• **Written instruction**:
Write out the listing again from the line containing "If you could point at the lofted" through the end, with "lofted ceiling" replaced by "vaulted ceiling" and nothing else changed. Leave the pictures out.
>> START Information shown
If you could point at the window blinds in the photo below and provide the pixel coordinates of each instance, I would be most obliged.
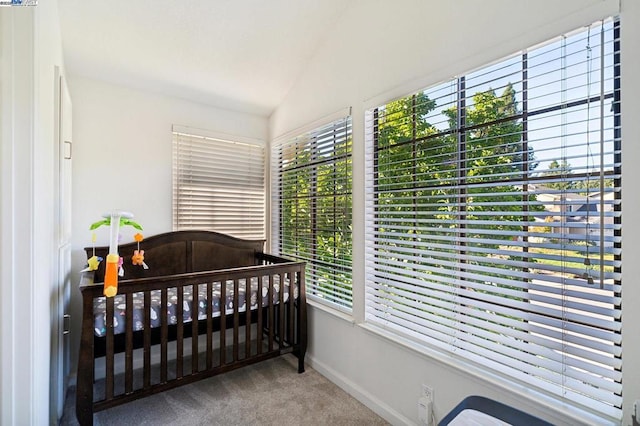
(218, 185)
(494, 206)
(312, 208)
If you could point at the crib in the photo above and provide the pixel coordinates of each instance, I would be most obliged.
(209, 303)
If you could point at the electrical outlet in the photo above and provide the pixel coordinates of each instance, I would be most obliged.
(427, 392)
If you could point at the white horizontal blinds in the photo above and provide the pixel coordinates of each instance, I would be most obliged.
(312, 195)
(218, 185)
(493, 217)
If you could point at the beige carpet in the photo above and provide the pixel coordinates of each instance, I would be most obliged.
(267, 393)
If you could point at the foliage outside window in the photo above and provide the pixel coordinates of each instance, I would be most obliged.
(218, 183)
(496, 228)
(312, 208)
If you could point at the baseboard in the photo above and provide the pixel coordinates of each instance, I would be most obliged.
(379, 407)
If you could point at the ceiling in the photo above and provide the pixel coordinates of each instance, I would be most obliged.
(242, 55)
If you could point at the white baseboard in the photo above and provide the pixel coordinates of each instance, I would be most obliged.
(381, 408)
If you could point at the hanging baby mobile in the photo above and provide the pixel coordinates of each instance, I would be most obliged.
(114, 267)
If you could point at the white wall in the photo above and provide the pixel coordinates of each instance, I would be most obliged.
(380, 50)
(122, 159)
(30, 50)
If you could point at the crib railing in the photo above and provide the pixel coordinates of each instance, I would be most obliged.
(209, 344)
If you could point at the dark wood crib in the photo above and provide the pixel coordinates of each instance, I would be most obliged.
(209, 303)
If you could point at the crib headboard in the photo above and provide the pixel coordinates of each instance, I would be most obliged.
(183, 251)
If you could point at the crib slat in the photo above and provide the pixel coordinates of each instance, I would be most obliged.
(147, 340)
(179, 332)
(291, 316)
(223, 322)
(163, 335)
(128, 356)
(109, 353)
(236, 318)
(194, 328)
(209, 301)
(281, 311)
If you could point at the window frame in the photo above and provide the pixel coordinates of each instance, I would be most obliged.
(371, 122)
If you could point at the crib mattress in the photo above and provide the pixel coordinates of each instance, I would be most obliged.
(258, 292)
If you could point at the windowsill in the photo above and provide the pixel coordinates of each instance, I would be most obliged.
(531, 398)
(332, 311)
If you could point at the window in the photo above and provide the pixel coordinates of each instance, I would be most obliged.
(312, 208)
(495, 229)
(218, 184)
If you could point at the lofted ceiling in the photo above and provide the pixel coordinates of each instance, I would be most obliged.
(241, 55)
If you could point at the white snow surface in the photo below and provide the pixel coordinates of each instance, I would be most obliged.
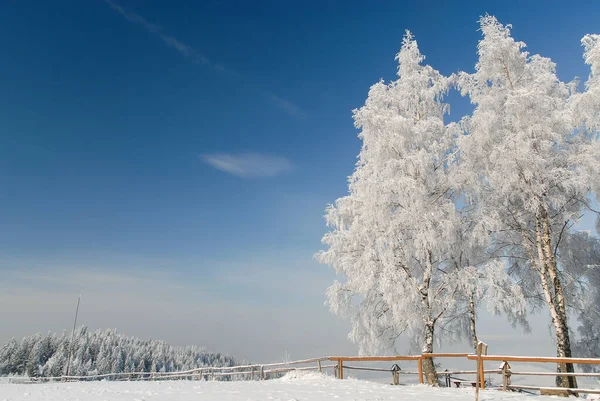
>> END Information shown
• **Solution below**:
If you could point at the vaulted ceiling in the photo above and provide the pixel coordinates of each instance, I would be most obliged.
(241, 55)
If you could point at the white snow surface in the photo below and provide the pixel coordinates of each instance, I would be most obliged.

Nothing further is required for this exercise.